### [Instructions for the task]
Give back all of the data below with "Place one point" swapped for "Put a single point" everywhere it occurs, changing nothing else.

### [Data extract]

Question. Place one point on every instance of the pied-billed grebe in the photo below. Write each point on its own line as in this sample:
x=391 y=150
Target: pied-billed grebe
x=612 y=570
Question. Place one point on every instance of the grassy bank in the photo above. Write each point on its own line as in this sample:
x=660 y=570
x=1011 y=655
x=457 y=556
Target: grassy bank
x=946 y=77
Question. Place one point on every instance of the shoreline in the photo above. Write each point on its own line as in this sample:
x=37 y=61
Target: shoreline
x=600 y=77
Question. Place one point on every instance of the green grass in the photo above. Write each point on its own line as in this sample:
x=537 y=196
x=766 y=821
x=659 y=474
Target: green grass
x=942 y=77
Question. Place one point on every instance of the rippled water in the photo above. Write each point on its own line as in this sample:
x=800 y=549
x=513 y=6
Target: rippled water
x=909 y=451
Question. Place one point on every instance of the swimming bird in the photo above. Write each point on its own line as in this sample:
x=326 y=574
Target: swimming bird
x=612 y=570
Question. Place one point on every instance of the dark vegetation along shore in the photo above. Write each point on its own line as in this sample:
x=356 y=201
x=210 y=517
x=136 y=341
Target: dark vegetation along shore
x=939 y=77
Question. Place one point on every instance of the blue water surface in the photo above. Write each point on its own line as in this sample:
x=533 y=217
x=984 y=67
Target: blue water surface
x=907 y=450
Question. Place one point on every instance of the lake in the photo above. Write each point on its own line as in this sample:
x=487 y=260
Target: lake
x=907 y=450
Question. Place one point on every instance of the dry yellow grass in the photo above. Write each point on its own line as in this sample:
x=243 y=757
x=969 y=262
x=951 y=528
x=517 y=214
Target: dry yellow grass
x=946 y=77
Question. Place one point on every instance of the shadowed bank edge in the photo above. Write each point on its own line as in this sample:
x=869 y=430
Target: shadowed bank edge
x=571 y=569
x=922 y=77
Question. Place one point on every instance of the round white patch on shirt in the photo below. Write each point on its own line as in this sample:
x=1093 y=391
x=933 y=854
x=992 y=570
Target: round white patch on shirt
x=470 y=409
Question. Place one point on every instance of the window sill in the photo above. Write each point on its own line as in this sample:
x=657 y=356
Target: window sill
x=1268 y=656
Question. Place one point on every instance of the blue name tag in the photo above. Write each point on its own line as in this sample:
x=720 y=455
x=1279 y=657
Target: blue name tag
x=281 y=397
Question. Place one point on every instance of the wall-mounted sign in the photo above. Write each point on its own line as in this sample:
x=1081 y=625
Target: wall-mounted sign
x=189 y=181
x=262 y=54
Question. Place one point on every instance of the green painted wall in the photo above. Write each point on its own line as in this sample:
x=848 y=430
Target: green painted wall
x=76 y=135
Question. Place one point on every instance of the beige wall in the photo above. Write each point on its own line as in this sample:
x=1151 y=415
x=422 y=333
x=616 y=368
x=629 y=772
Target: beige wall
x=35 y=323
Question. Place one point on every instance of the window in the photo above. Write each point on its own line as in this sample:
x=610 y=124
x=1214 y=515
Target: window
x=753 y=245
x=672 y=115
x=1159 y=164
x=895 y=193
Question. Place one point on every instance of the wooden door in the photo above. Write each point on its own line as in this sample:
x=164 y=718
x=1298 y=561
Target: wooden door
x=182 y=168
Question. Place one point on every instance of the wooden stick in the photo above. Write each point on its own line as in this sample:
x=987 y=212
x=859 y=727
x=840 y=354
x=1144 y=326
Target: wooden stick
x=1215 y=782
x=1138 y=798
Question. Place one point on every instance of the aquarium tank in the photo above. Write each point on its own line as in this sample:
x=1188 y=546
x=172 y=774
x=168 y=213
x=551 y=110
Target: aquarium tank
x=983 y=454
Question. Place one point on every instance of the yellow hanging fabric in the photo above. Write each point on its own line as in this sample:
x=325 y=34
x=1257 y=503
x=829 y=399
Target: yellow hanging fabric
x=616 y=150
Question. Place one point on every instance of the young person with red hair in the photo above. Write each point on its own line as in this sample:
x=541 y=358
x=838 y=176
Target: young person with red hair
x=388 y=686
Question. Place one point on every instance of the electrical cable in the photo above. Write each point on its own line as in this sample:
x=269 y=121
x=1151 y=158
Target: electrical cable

### [Solution to this problem]
Question. Put a single point on every instance of the pied-billed grebe in the photo below. Write each point on its own line as in this sample:
x=391 y=150
Target: pied-billed grebe
x=612 y=570
Question. Put a single point on every instance of the grassy bank in the photo above. Write each point on its own line as in this sample:
x=660 y=570
x=1011 y=655
x=457 y=556
Target: grassy bank
x=946 y=77
Question. Put a single point on every instance of the shoreline in the photo above. Write each point on its own line as in this sample:
x=37 y=61
Target: shoreline
x=600 y=77
Question. Put a single point on every instance of the green grass in the photo above. Write each point on its own line as in this sample:
x=537 y=196
x=766 y=821
x=659 y=474
Target: green grass
x=942 y=77
Question. Put a single point on every instance of the rippled water in the photo above. Write each point on its own line as in this sample:
x=800 y=549
x=513 y=6
Target: rippled water
x=909 y=451
Question. Put a single point on every instance of the swimming bird in the photo above. Write each point on its own line as in this sample:
x=326 y=574
Target: swimming bird
x=612 y=570
Question. Put a single point on every instance of the dark vegetation along shore in the photo above. Write each point on its own line as in this sample:
x=356 y=201
x=210 y=517
x=136 y=341
Target: dark vegetation along shore
x=939 y=77
Question. Put a single point on every instance of the blue water surface in the photo above. Write each point on its own line as in this sample:
x=533 y=217
x=984 y=67
Target: blue water surface
x=907 y=450
Question. Put a single point on every instance of the lake in the photo above. Write each point on its own line as in this sample:
x=487 y=260
Target: lake
x=907 y=450
Question. Put a single point on every instance of the dry yellow grass in the photo above. Write each point on its own line as in this sample:
x=243 y=757
x=969 y=262
x=951 y=528
x=517 y=214
Target: dry yellow grass
x=946 y=77
Question. Put a single point on every instance of the shadowed bank edge in the photo above. Write each point on its own line as in this sample:
x=869 y=430
Target: shadowed bank edge
x=571 y=569
x=922 y=77
Question. Put a single point on every instance of the round white patch on shirt in the photo below. Write each point on its own line as in this sample:
x=1093 y=391
x=933 y=854
x=992 y=570
Target: round white patch on shirt
x=470 y=409
Question. Put a single point on every instance of the window sill in the photo above. Write each point on its own line as in this sample:
x=657 y=356
Target: window sill
x=1268 y=656
Question. Put a single point on every instance of the blue name tag in the photo above. Write each point on its own line as in this sample:
x=720 y=455
x=1279 y=657
Target: blue name tag
x=281 y=397
Question. Put a single point on every instance of the wall-mounted sign in the photo above. Write each point on its own line as in this sample:
x=1081 y=625
Target: wall-mounted sign
x=189 y=181
x=262 y=54
Question. Put a single point on every instance of the green painted wall in the photo above. Write each point on its own line as in this sample:
x=848 y=430
Target: green painted wall
x=76 y=135
Question. Put a single point on every instance of the beige wall in the photo above. Write each point on its own line as in this sample:
x=1151 y=415
x=422 y=333
x=616 y=368
x=629 y=772
Target: beige wall
x=35 y=323
Question. Put a single point on every instance of the window in the photo above. Write each point on its own line as in this sample:
x=610 y=124
x=1214 y=515
Target: window
x=753 y=245
x=672 y=115
x=1159 y=164
x=895 y=193
Question. Put a single point on every instance of the wooden door in the photo above. Write each point on its own line as in this sample:
x=164 y=718
x=1298 y=561
Target: wooden door
x=182 y=168
Question. Put a single point on every instance of the wooden stick in the photo above. Write each point on its own line as in this sample:
x=987 y=212
x=859 y=727
x=840 y=354
x=1144 y=326
Target: wooden stick
x=1215 y=782
x=1138 y=798
Question. Put a single point on every instance of the aquarium tank in the photo above. Write each point on its own line as in this sample:
x=1188 y=546
x=172 y=774
x=168 y=213
x=551 y=110
Target: aquarium tank
x=983 y=454
Question. Put a single point on every instance of the yellow hanging fabric in the photo above. Write each point on its own line as in this sample:
x=325 y=34
x=1257 y=503
x=829 y=399
Target: yellow hanging fabric
x=616 y=150
Question. Put a single point on every instance of the young person with red hair in the photo above. Write each point on its own line as in this sample:
x=541 y=358
x=838 y=176
Target: young person with red hair
x=388 y=686
Question. Put a single point on every instance of the electrical cable in the photo above. Write each point on its own line as in this sample:
x=269 y=121
x=1151 y=158
Target: electrical cable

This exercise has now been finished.